Description of the task. Render every line of the items below as a JSON list of strings, one string per line, with blank lines skipped. Leave the pictures out of your answer.

Items from a pointing dataset:
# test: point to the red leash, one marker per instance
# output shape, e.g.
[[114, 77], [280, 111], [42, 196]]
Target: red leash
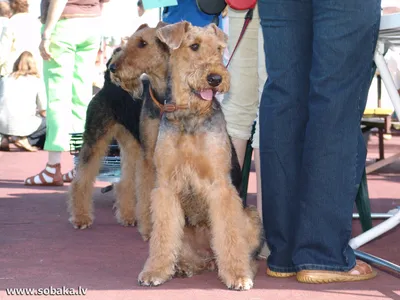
[[247, 19]]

Answer to this task.
[
  "# test: point to the red leash, one marker per instance",
  "# output shape, e.g.",
  "[[114, 77], [280, 111], [42, 196]]",
  "Target: red leash",
  "[[247, 19]]"
]